Action item:
Collect every line of the records that contains the string "fill", copying each one as it appears. Case counts.

Records from a collection:

────────────────────────────────────────

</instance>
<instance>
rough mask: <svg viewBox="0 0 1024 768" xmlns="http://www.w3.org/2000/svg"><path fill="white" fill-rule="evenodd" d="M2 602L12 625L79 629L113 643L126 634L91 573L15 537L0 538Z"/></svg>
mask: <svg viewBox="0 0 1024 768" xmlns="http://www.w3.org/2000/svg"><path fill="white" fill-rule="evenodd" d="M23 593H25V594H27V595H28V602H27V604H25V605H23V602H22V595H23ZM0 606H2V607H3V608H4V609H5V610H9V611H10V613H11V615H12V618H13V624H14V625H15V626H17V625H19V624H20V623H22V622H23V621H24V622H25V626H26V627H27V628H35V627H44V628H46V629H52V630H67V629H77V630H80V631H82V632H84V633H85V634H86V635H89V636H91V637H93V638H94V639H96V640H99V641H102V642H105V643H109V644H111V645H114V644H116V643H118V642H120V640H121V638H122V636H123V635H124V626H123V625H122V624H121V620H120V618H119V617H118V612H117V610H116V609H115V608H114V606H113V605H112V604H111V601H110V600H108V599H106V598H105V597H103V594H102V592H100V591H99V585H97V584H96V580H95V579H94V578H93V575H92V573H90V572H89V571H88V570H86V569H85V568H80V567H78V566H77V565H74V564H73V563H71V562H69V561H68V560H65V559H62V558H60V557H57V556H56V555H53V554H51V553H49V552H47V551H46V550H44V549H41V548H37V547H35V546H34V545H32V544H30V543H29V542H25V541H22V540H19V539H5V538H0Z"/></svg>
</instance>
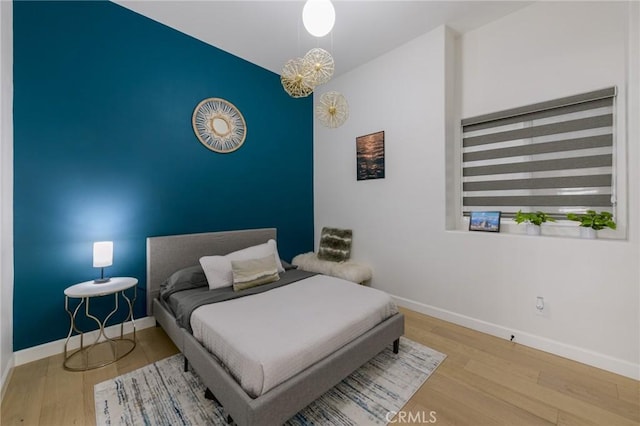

────────────────────────────────────────

Reply:
rough mask: <svg viewBox="0 0 1024 768" xmlns="http://www.w3.org/2000/svg"><path fill="white" fill-rule="evenodd" d="M2 602L12 625L79 629L113 643L126 634L91 573L15 537L0 538Z"/></svg>
mask: <svg viewBox="0 0 1024 768" xmlns="http://www.w3.org/2000/svg"><path fill="white" fill-rule="evenodd" d="M23 593H25V594H27V595H28V602H27V604H25V605H23V602H22V595H23ZM0 606H2V607H3V608H4V609H5V610H9V611H10V613H11V615H12V618H13V624H14V625H15V626H17V625H19V624H20V623H22V622H23V621H24V622H25V626H26V627H27V628H35V627H44V628H46V629H52V630H67V629H77V630H80V631H82V632H84V633H85V634H86V635H89V636H91V637H93V638H94V639H96V640H99V641H102V642H105V643H109V644H111V645H114V644H116V643H118V642H120V640H121V638H122V636H123V635H124V626H123V625H122V624H121V620H120V618H119V617H118V612H117V610H116V609H115V608H114V606H113V605H112V604H111V601H110V600H108V599H106V598H105V597H103V594H102V592H100V591H99V585H97V584H96V580H95V579H94V578H93V575H92V573H90V572H89V571H88V570H86V569H85V568H80V567H78V566H77V565H74V564H73V563H71V562H69V561H68V560H65V559H62V558H60V557H57V556H56V555H53V554H51V553H49V552H47V551H46V550H44V549H41V548H37V547H35V546H34V545H32V544H30V543H29V542H25V541H22V540H19V539H5V538H0Z"/></svg>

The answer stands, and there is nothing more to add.